- _ACTIVITY_: Could you output each line below precisely as it stands, without the images?

:: GIVEN ENTRIES

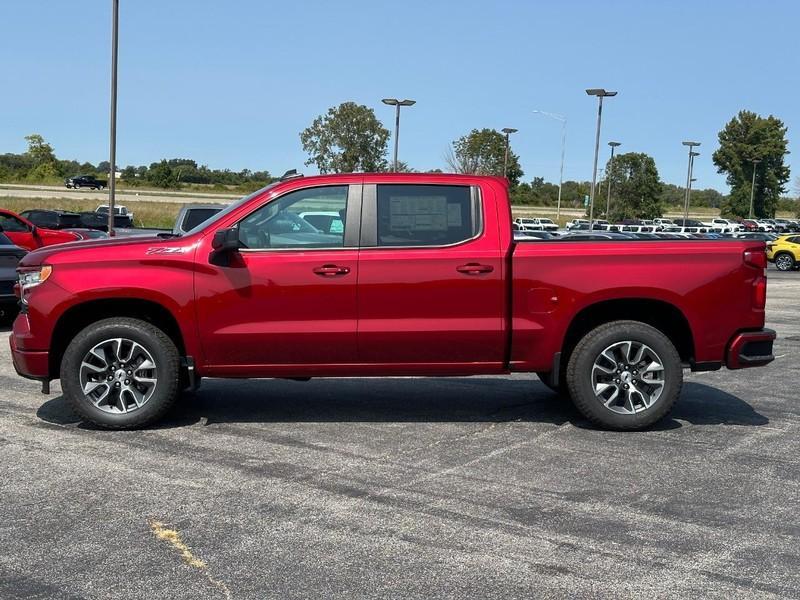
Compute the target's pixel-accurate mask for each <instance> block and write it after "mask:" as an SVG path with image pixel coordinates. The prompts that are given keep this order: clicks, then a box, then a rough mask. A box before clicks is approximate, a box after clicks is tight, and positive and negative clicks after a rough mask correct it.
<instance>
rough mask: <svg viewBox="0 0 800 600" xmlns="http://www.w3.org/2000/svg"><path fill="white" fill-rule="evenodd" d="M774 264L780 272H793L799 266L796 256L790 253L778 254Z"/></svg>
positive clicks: (782, 252)
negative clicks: (784, 271)
mask: <svg viewBox="0 0 800 600" xmlns="http://www.w3.org/2000/svg"><path fill="white" fill-rule="evenodd" d="M774 262H775V268H776V269H778V270H779V271H791V270H792V269H794V268H795V266H796V265H797V262H796V261H795V260H794V256H792V255H791V254H790V253H789V252H778V254H776V255H775V258H774Z"/></svg>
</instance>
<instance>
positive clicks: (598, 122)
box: [586, 88, 617, 231]
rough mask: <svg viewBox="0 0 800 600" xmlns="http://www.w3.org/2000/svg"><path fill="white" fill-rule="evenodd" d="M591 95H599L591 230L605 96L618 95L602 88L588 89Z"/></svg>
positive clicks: (594, 88) (595, 148)
mask: <svg viewBox="0 0 800 600" xmlns="http://www.w3.org/2000/svg"><path fill="white" fill-rule="evenodd" d="M586 93H587V94H589V95H590V96H597V100H598V102H597V133H596V134H595V140H594V167H593V168H592V189H591V196H590V199H589V231H592V229H594V192H595V188H596V187H597V157H598V155H599V153H600V125H601V123H602V120H603V98H610V97H612V96H616V95H617V92H609V91H606V90H604V89H602V88H592V89H589V90H586Z"/></svg>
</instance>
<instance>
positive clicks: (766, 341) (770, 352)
mask: <svg viewBox="0 0 800 600" xmlns="http://www.w3.org/2000/svg"><path fill="white" fill-rule="evenodd" d="M775 337H776V334H775V331H773V330H772V329H762V330H760V331H743V332H741V333H737V334H736V335H735V336H734V337H733V339H732V340H731V342H730V344H728V352H727V354H726V357H725V364H726V366H727V367H728V368H729V369H746V368H748V367H763V366H764V365H767V364H769V363H771V362H772V361H773V360H775V356H773V354H772V343H773V342H774V341H775Z"/></svg>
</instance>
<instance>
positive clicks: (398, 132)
mask: <svg viewBox="0 0 800 600" xmlns="http://www.w3.org/2000/svg"><path fill="white" fill-rule="evenodd" d="M381 102H383V103H384V104H388V105H389V106H394V107H395V108H396V109H397V110H396V112H395V117H394V171H395V172H396V171H397V144H398V141H399V138H400V107H401V106H413V105H414V104H416V103H417V101H416V100H398V99H397V98H384V99H383V100H381Z"/></svg>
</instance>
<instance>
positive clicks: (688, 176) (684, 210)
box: [683, 141, 700, 227]
mask: <svg viewBox="0 0 800 600" xmlns="http://www.w3.org/2000/svg"><path fill="white" fill-rule="evenodd" d="M683 145H684V146H688V147H689V164H688V166H687V167H686V190H685V192H684V198H683V223H684V227H685V226H686V219H688V218H689V194H690V192H689V190H690V189H691V187H692V181H691V179H692V164H693V163H694V160H693V159H694V157H695V156H698V154H697V153H695V152H694V151H693V150H692V148H695V147H696V146H699V145H700V142H689V141H686V142H683Z"/></svg>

::::

- _WRITTEN SOLUTION_:
Compute the target's pixel-accurate mask for each <instance> block and write it after "mask:" as an SVG path with image pixel coordinates. The prompts that are given keep this order: clicks, then a box, then a rough mask. A box before clicks is approximate, a box after clicks is tight, and positive and negative clicks after a rough mask correct it.
<instance>
rough mask: <svg viewBox="0 0 800 600" xmlns="http://www.w3.org/2000/svg"><path fill="white" fill-rule="evenodd" d="M774 264L780 272H793L799 266L796 256L790 253L778 254Z"/></svg>
positive clicks: (782, 252)
negative clicks: (784, 271)
mask: <svg viewBox="0 0 800 600" xmlns="http://www.w3.org/2000/svg"><path fill="white" fill-rule="evenodd" d="M774 262H775V268H776V269H778V270H779V271H791V270H792V269H794V268H795V266H796V265H797V262H796V261H795V260H794V256H792V255H791V254H790V253H789V252H778V254H776V255H775V258H774Z"/></svg>
</instance>
<instance>
positive clicks: (598, 122)
box: [586, 88, 617, 231]
rough mask: <svg viewBox="0 0 800 600" xmlns="http://www.w3.org/2000/svg"><path fill="white" fill-rule="evenodd" d="M591 95H599L591 230L605 96L618 95L602 88L588 89Z"/></svg>
positive clicks: (594, 88) (595, 148)
mask: <svg viewBox="0 0 800 600" xmlns="http://www.w3.org/2000/svg"><path fill="white" fill-rule="evenodd" d="M586 93H587V94H589V95H590V96H597V100H598V102H597V133H596V134H595V140H594V167H593V168H592V189H591V196H590V199H589V231H592V229H594V192H595V188H596V187H597V157H598V155H599V153H600V125H601V123H602V120H603V98H610V97H612V96H616V95H617V92H609V91H606V90H604V89H602V88H592V89H589V90H586Z"/></svg>
</instance>
<instance>
positive clicks: (766, 341) (770, 352)
mask: <svg viewBox="0 0 800 600" xmlns="http://www.w3.org/2000/svg"><path fill="white" fill-rule="evenodd" d="M775 337H776V334H775V331H773V330H772V329H762V330H760V331H743V332H741V333H737V334H736V335H735V336H734V337H733V339H732V340H731V342H730V344H728V352H727V354H726V357H725V364H726V366H727V367H728V368H729V369H746V368H748V367H763V366H764V365H767V364H769V363H771V362H772V361H773V360H775V356H773V354H772V343H773V342H774V341H775Z"/></svg>
</instance>
<instance>
positive clicks: (398, 132)
mask: <svg viewBox="0 0 800 600" xmlns="http://www.w3.org/2000/svg"><path fill="white" fill-rule="evenodd" d="M381 102H383V103H384V104H388V105H389V106H394V107H395V108H396V109H397V110H396V112H395V117H394V171H395V172H396V171H397V144H398V141H399V138H400V107H401V106H413V105H414V104H416V103H417V101H416V100H398V99H397V98H384V99H383V100H381Z"/></svg>
</instance>
<instance>
positive clicks: (688, 176) (684, 210)
box: [683, 141, 700, 227]
mask: <svg viewBox="0 0 800 600" xmlns="http://www.w3.org/2000/svg"><path fill="white" fill-rule="evenodd" d="M683 145H684V146H688V147H689V164H688V166H687V167H686V190H685V192H684V198H683V223H684V227H685V226H686V219H688V218H689V194H690V192H689V190H690V189H691V187H692V181H691V179H692V164H693V163H694V160H693V159H694V157H695V156H698V154H697V153H695V152H694V151H693V150H692V148H695V147H696V146H699V145H700V142H689V141H686V142H683Z"/></svg>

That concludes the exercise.